Write out all of the entries below again, switching every "whereabouts" to "location" and leaving everything else unchanged. Omit the pictures from your answer.
* * *
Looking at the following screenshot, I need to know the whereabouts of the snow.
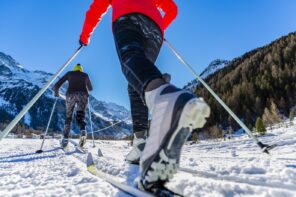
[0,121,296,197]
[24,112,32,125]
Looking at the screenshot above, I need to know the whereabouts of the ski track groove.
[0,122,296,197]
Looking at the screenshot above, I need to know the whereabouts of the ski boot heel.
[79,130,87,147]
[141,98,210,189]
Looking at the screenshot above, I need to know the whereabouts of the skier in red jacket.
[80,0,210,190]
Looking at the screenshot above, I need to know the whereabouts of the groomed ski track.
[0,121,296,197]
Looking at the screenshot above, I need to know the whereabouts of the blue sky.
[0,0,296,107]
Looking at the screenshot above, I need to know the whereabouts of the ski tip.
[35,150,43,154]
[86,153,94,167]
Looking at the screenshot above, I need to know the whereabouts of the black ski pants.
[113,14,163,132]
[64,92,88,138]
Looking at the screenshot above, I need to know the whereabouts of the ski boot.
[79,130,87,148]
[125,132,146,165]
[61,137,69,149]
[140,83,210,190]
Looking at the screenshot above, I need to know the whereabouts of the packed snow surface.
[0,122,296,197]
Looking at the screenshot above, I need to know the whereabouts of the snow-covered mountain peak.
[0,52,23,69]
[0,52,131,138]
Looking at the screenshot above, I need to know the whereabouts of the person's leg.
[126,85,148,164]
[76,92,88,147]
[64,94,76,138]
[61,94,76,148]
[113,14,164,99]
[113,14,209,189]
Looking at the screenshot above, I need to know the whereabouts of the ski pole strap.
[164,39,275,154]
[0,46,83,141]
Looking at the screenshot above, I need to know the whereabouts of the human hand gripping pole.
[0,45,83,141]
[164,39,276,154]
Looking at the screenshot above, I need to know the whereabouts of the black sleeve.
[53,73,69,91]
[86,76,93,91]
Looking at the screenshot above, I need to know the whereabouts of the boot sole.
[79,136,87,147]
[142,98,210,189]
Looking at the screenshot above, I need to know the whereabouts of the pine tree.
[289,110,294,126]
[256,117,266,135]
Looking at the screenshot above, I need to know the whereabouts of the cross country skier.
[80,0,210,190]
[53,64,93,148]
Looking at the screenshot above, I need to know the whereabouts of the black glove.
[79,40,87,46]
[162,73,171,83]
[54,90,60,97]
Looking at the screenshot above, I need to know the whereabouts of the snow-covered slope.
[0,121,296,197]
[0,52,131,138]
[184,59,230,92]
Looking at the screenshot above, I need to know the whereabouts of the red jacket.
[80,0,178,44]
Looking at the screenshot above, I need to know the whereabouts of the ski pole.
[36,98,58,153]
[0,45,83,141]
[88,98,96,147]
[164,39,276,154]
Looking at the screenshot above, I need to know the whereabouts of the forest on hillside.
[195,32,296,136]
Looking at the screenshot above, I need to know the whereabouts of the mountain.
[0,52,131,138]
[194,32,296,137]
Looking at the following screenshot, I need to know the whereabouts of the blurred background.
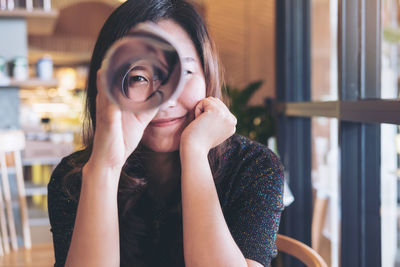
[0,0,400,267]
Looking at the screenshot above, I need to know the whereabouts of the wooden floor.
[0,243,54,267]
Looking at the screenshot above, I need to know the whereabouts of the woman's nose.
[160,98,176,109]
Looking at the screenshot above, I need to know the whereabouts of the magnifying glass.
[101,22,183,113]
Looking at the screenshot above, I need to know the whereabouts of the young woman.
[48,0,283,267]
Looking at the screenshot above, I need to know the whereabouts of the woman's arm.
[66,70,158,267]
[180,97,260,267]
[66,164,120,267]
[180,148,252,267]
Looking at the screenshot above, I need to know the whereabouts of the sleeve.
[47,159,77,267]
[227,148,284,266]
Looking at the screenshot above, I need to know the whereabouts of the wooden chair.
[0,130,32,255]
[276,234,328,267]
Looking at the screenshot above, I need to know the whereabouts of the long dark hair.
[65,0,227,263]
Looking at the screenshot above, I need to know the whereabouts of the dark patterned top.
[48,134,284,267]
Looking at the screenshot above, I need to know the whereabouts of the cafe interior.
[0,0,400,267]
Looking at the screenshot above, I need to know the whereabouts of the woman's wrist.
* * *
Task answer:
Looking at the following screenshot, I need to know the location of the snow.
[0,121,296,197]
[24,112,32,125]
Looking at the screenshot above, I need to know the location of the ski track groove.
[0,122,296,197]
Looking at the screenshot above, I need to know the location of the ski boot heel.
[79,130,87,147]
[141,98,210,189]
Looking at the screenshot above, I need to know the location of the skier in red jacket.
[80,0,210,190]
Looking at the screenshot above, I need to know the location of the groomed ski track.
[0,121,296,197]
Looking at the screenshot above, I need to know the location of the blue sky.
[0,0,296,107]
Looking at the screenshot above, I need to know the location of the ski tip.
[35,150,43,154]
[86,153,94,167]
Looking at the screenshot above, I need to know the location of the black ski pants.
[113,14,163,132]
[64,92,88,138]
Looking at the screenshot above, I need to know the location of the ski boot.
[79,130,87,148]
[125,132,146,165]
[61,137,69,149]
[140,83,210,190]
Looking at the screenshot above, I need to know the location of the packed snow surface.
[0,122,296,197]
Looking at the screenshot above, I need to know the location of the snow-covered mountain peak.
[0,52,23,69]
[0,52,131,138]
Looking at the screenshot above, I need to know the location of the person's leg.
[126,85,148,164]
[76,92,88,147]
[64,94,76,138]
[61,94,76,148]
[113,14,164,99]
[113,14,209,189]
Looking at the screenshot above, I need to know the location of the ski pole strap.
[164,39,275,154]
[0,46,83,141]
Looking at the screenshot above, I need to know the location of the human hand gripping pole.
[0,45,83,141]
[164,39,276,154]
Looking at the screenshot above, I need to know the location of the black sleeve.
[53,73,69,91]
[86,76,93,91]
Looking at the screenshot above, I need to know the location of the boot sole.
[79,136,87,147]
[142,98,210,189]
Looking at the screenshot above, I need to know the location of the pine tree.
[289,110,294,126]
[256,117,266,135]
Looking at the screenshot above, I need to know the location of the cross country skier.
[80,0,210,190]
[53,64,93,148]
Looking at the screenshot above, I need to know the location of the black glove.
[79,40,87,46]
[162,73,171,83]
[54,90,60,97]
Looking at the screenshot above, I need to know the location of the snow-covered slope.
[0,121,296,197]
[0,52,131,138]
[184,59,230,92]
Looking at the screenshot above, I need to know the location of the red jacket.
[80,0,178,44]
Looking at the screenshot above, I need to know the location of the ski pole.
[36,98,58,153]
[0,45,83,141]
[88,98,96,147]
[164,39,276,154]
Looking at the screenshot above, I need to know the location of the forest on hillside.
[195,32,296,136]
Looking at the screenshot above, I need to know the location of the mountain.
[0,52,131,138]
[194,32,296,137]
Looking at the following screenshot, I need to know the location of the blurred background.
[0,0,400,267]
Looking at the screenshot above, I need to know the location of the wooden floor.
[0,243,54,267]
Looking at the screenshot above, I need to know the location of the woman's nose.
[160,98,176,109]
Looking at the screenshot above, I need to know the location of the magnifying glass.
[101,22,183,113]
Looking at the screenshot above, I need to know the location of the young woman.
[48,0,283,267]
Looking at the screenshot above, I need to know the location of the woman's arm.
[66,70,158,267]
[180,97,260,267]
[66,164,120,267]
[180,148,252,267]
Looking at the screenshot above, I need to know the location of the sleeve.
[47,159,77,267]
[227,148,284,266]
Looking at the screenshot above, I need to know the location of the wooden chair.
[0,130,32,255]
[276,234,328,267]
Looking at the screenshot above, I need to know the location of the long dark hair.
[65,0,227,263]
Looking at the screenshot above, I need to know the location of the dark patterned top.
[48,134,284,267]
Looking at the screenshot above, I need to know the location of the cafe interior.
[0,0,400,267]
Looking at the screenshot above, I need to know the location of the woman's wrist.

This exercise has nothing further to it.